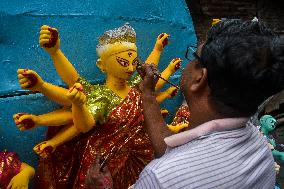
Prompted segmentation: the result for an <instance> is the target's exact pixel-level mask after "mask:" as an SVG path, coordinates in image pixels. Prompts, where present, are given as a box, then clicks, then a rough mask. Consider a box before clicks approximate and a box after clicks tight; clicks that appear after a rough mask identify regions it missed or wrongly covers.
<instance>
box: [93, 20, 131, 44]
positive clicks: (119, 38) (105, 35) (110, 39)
mask: <svg viewBox="0 0 284 189" xmlns="http://www.w3.org/2000/svg"><path fill="white" fill-rule="evenodd" d="M116 42H130V43H136V33H135V30H134V29H133V28H132V27H131V26H130V24H129V23H125V24H124V25H123V26H121V27H119V28H115V29H113V30H108V31H106V32H105V33H104V34H103V35H102V36H101V37H100V38H99V43H98V45H97V48H100V47H101V46H104V45H108V44H114V43H116Z"/></svg>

····················

▸ Task requirements
Each entry should be copied exactly as written, though any pictures stay out.

▸ Written response
Prompted segmentation: the result for an <instance> is the target's exact pixel-level mask after "mask:" as an SVG path, coordinates in image pixels. Prompts, where present, are given as a box, then clicks, then a rough mask. Consider a box before clicks approximate and a box after clicks tight; clicks that appear after a rough mask identify regions it missed or wrongly covers.
<instance>
box: [93, 20, 131, 44]
positive clicks: (119, 38) (105, 35) (110, 39)
mask: <svg viewBox="0 0 284 189" xmlns="http://www.w3.org/2000/svg"><path fill="white" fill-rule="evenodd" d="M116 42H130V43H136V33H135V30H134V29H133V28H132V27H131V26H130V24H129V23H125V24H124V25H123V26H121V27H119V28H115V29H113V30H108V31H106V32H105V33H104V34H103V35H102V36H101V37H100V38H99V43H98V45H97V48H100V47H101V46H104V45H108V44H114V43H116Z"/></svg>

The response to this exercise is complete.